*** Opening Input for this task ***

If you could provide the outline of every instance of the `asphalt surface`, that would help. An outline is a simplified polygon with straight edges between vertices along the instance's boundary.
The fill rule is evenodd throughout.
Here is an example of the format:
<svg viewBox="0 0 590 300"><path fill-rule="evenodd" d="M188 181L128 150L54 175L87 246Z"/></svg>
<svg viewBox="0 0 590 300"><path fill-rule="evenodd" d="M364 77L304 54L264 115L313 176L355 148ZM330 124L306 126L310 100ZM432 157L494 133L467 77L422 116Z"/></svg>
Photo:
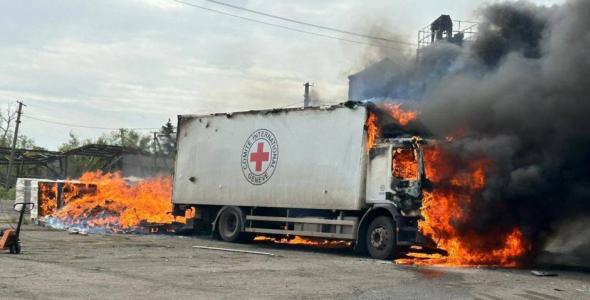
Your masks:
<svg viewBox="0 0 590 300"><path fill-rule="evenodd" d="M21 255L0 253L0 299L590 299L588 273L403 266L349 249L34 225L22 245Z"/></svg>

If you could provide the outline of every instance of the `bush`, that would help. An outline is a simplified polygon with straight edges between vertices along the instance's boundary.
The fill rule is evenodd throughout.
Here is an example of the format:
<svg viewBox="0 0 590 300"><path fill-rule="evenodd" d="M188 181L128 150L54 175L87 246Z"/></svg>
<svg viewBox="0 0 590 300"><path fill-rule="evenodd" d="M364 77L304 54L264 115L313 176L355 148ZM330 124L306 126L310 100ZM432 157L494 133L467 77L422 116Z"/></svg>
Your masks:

*** Closing Input for this task ***

Assigned task: Pictures aside, return all of the material exactly as written.

Solution for this task:
If you could provide the outline of every instance of the `asphalt surface`, that would help. An outline is a simplified polygon with straight edges between vertices along the instance's boundary.
The fill rule is evenodd throughout.
Here is an example of the format:
<svg viewBox="0 0 590 300"><path fill-rule="evenodd" d="M188 181L128 150L54 175L87 246Z"/></svg>
<svg viewBox="0 0 590 300"><path fill-rule="evenodd" d="M364 77L304 54L264 115L313 176L355 148ZM330 124L306 126L310 100ZM432 157L494 133L467 77L422 116Z"/></svg>
Photo:
Your masks:
<svg viewBox="0 0 590 300"><path fill-rule="evenodd" d="M21 255L0 253L0 299L590 299L588 273L403 266L349 249L34 225L22 245Z"/></svg>

If you could provide the outline of every instance of the `bush`, that would help. An outline is a simplified polygon with straight edges between vertices along the instance's boundary.
The fill rule is evenodd throughout.
Here is an example of the format:
<svg viewBox="0 0 590 300"><path fill-rule="evenodd" d="M188 181L128 150L54 175L87 246Z"/></svg>
<svg viewBox="0 0 590 300"><path fill-rule="evenodd" d="M364 77L304 54L264 115L313 176L355 148ZM330 124L306 126L310 100ZM432 157L494 133L467 77L422 116Z"/></svg>
Your masks:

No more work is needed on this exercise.